* DATA SHOWN
○ ○ ○ ○ ○ ○ ○

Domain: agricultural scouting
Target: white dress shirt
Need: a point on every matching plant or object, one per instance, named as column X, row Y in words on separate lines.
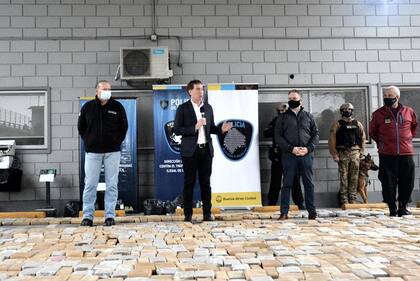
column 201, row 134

○ ○ ○ ○ ○ ○ ○

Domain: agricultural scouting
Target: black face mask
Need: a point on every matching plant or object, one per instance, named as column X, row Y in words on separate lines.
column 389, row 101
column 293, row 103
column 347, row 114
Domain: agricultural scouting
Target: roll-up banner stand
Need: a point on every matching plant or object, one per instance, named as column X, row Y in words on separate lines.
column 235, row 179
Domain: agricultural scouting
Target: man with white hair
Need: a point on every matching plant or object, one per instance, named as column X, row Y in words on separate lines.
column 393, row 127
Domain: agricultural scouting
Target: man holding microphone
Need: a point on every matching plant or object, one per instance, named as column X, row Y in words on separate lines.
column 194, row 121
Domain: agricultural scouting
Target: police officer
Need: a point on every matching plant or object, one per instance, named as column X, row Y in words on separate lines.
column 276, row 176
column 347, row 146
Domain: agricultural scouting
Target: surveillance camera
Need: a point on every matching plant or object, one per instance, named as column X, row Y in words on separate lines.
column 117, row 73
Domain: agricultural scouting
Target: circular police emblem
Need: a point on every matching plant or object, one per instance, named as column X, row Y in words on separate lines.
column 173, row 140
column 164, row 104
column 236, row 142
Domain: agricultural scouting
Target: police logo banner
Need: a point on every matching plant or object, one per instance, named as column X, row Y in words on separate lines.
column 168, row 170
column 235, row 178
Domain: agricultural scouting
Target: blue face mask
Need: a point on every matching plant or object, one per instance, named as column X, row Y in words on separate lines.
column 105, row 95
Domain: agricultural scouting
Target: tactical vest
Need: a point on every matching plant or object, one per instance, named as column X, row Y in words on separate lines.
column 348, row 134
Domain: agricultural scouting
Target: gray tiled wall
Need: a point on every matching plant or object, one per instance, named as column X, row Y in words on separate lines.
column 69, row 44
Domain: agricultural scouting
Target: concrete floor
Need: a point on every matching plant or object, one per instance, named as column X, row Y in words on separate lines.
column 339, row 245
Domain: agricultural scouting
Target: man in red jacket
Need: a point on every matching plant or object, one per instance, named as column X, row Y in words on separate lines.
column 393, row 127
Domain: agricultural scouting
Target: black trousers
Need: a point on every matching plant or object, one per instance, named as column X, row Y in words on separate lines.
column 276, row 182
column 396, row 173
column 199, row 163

○ ○ ○ ○ ○ ○ ○

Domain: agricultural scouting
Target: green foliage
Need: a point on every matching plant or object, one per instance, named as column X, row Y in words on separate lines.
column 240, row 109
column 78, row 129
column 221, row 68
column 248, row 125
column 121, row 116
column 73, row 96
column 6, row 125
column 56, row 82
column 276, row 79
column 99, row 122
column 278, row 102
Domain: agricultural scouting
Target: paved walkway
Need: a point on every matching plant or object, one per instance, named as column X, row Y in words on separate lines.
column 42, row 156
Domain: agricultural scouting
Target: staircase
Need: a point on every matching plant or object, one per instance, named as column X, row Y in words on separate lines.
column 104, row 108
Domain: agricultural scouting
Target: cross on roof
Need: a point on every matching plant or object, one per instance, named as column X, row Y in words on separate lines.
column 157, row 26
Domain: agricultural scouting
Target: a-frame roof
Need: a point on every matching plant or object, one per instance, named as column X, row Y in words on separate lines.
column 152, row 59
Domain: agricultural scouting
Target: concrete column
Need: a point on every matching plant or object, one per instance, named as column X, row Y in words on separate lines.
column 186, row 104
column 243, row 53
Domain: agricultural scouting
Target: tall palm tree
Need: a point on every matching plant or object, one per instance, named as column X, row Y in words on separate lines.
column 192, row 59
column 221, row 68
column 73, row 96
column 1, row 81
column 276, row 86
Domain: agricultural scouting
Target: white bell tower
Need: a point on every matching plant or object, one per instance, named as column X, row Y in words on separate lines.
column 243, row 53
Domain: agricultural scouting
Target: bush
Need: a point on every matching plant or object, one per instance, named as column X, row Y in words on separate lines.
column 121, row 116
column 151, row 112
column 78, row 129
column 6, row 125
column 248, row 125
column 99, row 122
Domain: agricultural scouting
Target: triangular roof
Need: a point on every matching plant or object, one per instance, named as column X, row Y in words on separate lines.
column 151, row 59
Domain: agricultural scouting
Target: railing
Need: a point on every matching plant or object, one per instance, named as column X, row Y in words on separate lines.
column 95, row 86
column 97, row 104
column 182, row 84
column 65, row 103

○ ○ ○ ○ ○ ○ ○

* REQUIREMENT
From the entries above, copy every line where the word "face" shows up.

* EXERCISE ANSWER
Target: black face mask
Target: blue face mask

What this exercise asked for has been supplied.